Exercise: Your answer should be each line of the entries that contains the word "woman", copied in full.

Dataset records
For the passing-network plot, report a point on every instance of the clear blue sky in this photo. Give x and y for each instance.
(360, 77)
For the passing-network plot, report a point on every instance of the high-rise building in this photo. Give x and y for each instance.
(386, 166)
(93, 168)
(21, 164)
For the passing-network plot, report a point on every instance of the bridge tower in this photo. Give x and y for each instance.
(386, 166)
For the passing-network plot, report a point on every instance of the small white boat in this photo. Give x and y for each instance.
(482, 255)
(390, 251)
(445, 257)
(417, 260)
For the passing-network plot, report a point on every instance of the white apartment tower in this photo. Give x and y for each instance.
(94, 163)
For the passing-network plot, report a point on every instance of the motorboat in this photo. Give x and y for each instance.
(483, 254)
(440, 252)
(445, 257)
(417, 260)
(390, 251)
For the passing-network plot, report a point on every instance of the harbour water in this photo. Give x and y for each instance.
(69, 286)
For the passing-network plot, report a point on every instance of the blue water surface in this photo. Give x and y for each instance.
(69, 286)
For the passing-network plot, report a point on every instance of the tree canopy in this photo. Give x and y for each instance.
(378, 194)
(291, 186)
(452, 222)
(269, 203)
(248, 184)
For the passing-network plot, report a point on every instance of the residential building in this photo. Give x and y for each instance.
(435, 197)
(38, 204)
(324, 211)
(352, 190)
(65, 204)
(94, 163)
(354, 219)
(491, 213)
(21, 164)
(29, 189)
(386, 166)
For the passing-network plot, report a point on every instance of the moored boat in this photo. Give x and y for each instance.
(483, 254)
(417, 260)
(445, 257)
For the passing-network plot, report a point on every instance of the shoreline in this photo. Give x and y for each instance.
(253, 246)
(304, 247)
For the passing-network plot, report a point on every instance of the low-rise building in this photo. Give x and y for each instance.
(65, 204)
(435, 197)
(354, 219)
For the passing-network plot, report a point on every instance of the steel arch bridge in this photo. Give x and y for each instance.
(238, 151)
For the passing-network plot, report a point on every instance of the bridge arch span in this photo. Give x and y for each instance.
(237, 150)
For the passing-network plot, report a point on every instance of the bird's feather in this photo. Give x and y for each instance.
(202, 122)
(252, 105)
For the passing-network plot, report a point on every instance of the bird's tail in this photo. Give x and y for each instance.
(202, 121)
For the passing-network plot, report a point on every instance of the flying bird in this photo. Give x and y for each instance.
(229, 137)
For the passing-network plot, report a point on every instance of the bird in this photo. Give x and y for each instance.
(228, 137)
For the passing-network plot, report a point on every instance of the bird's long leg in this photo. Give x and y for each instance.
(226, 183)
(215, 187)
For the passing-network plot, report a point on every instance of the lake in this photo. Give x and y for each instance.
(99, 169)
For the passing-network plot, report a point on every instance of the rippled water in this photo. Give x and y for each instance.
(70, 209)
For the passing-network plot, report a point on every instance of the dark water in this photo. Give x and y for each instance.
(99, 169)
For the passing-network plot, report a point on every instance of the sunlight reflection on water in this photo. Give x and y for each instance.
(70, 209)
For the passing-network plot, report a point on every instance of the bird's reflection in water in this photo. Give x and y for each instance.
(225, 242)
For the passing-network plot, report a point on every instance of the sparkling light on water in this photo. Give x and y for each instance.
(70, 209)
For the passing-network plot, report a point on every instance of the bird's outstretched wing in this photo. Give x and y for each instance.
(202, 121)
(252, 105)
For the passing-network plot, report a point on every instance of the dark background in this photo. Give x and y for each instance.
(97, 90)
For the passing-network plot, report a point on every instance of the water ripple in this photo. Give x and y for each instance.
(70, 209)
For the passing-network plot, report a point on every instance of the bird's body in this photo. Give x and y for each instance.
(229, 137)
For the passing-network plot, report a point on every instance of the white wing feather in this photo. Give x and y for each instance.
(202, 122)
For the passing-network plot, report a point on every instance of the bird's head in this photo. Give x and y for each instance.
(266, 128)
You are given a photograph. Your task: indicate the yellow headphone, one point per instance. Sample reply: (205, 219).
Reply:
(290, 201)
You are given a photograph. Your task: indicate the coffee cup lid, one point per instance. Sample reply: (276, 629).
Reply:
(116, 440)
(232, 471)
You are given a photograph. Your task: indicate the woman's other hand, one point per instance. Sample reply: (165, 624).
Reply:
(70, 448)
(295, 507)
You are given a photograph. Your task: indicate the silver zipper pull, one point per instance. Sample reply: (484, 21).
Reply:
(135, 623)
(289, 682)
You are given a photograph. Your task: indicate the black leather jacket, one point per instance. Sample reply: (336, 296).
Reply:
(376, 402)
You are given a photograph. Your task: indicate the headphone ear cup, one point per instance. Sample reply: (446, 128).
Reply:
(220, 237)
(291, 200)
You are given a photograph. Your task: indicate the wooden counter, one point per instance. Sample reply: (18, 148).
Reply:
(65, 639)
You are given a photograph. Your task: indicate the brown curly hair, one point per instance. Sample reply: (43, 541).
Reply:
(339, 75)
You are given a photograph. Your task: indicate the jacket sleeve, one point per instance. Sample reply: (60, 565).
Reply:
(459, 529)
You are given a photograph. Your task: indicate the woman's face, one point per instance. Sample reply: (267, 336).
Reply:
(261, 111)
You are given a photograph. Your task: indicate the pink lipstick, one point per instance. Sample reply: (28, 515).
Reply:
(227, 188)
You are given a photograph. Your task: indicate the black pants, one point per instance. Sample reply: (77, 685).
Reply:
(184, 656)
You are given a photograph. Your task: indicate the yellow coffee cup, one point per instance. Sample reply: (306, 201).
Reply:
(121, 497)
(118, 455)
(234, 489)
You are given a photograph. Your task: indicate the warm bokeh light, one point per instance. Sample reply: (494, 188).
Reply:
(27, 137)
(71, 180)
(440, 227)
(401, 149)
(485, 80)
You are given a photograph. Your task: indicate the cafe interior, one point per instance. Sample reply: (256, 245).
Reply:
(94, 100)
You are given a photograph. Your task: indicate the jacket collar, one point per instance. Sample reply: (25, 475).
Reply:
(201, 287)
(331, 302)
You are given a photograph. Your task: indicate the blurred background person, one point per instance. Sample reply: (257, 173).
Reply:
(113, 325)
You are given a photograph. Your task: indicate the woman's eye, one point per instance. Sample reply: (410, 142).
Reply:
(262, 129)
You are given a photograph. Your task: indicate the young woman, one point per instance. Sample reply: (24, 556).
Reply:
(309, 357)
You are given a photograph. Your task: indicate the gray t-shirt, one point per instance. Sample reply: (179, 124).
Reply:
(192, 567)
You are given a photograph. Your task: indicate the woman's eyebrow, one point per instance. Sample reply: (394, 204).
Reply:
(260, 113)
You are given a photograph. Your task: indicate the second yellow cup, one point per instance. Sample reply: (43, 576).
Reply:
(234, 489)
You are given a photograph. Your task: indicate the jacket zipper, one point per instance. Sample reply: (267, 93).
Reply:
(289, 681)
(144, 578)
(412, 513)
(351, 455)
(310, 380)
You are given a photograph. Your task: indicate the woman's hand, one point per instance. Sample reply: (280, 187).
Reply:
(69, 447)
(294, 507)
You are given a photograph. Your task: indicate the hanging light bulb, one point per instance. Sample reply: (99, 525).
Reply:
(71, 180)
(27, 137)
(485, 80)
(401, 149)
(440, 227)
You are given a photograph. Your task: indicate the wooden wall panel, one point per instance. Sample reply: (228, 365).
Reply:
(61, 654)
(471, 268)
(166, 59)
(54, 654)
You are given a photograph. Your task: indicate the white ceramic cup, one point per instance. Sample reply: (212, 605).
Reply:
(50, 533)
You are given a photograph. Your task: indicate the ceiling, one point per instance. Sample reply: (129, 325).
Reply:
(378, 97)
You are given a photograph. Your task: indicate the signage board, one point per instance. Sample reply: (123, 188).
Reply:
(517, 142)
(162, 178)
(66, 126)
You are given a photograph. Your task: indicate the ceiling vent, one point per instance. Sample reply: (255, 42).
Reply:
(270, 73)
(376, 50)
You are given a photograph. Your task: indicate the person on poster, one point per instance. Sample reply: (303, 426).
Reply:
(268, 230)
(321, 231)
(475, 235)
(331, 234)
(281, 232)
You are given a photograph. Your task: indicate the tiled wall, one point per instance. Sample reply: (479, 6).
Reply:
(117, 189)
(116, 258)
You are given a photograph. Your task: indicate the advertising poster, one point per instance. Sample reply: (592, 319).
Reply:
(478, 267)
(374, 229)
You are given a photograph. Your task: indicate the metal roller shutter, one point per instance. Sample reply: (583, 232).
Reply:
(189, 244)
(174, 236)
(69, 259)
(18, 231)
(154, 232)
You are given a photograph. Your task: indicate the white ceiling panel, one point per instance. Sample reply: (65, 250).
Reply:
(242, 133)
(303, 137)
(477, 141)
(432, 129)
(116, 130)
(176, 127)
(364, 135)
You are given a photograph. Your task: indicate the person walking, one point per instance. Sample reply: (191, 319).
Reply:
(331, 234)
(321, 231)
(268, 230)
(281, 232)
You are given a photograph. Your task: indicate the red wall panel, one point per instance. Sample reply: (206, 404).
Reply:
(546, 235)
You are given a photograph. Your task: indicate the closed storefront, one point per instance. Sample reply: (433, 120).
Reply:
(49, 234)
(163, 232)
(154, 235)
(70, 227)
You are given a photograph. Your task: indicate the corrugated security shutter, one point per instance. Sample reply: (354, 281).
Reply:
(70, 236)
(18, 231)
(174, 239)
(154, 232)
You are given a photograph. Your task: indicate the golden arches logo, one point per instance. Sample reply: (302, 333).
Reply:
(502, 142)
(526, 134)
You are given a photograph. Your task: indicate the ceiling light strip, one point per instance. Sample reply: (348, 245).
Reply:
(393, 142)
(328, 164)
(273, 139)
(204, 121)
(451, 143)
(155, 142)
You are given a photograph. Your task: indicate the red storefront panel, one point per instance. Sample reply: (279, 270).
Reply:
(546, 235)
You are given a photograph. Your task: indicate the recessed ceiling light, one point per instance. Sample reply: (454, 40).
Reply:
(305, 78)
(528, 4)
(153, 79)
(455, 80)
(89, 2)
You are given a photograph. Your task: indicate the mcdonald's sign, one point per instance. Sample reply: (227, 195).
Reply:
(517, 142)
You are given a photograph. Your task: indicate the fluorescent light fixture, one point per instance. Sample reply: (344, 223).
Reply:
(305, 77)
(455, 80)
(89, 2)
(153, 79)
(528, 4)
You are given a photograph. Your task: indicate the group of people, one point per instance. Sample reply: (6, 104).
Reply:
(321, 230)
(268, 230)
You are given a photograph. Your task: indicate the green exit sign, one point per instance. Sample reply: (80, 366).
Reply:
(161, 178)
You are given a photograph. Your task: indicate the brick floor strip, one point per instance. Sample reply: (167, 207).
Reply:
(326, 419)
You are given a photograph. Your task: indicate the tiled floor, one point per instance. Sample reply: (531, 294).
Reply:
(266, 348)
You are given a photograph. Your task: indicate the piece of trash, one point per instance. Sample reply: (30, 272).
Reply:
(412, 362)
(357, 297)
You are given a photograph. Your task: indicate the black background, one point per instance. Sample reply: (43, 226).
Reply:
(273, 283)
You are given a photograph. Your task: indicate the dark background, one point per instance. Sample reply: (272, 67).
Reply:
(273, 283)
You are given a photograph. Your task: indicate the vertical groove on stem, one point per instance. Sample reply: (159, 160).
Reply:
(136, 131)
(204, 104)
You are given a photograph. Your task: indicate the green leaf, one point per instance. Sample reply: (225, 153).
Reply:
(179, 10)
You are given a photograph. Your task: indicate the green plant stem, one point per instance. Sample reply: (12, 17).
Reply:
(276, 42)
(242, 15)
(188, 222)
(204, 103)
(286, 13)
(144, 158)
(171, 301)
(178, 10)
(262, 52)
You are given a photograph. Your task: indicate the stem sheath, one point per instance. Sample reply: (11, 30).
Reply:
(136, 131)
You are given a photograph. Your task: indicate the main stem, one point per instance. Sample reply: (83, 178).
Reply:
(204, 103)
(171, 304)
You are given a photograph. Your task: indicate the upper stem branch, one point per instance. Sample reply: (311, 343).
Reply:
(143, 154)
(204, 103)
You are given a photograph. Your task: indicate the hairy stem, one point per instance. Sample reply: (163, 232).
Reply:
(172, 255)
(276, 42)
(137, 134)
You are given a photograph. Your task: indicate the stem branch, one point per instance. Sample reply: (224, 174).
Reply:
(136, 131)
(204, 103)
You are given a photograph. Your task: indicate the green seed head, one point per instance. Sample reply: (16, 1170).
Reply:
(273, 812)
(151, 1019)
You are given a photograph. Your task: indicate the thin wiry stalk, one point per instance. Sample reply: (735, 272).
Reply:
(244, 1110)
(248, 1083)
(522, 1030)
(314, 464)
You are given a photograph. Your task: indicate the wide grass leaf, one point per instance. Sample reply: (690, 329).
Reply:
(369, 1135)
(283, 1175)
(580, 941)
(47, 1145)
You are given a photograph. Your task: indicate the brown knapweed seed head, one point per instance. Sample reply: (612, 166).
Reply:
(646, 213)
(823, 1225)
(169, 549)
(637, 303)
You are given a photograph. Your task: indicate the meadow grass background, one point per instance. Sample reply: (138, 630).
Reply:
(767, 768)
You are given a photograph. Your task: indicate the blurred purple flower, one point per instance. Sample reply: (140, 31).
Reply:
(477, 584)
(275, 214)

Written reply:
You are given a photograph. Your task: indicate the woman's other hand, one point per instance. Sample reply: (165, 624).
You are given a photograph. Your task: indicate the woman's face, one point per instance. Sample reply: (267, 336).
You are given a photograph. Your task: indicate the woman's eye, one point per instance. Sample reply: (410, 142).
You are given a photograph. Your task: indicate the young woman, one point per instance. Sample reply: (24, 556).
You are given a photograph. Your task: indicate the woman's eyebrow, one point per instance. Sample reply: (394, 204).
You are given a photograph. Your task: indicate the woman's hand, one point per instance. Sample reply: (280, 187).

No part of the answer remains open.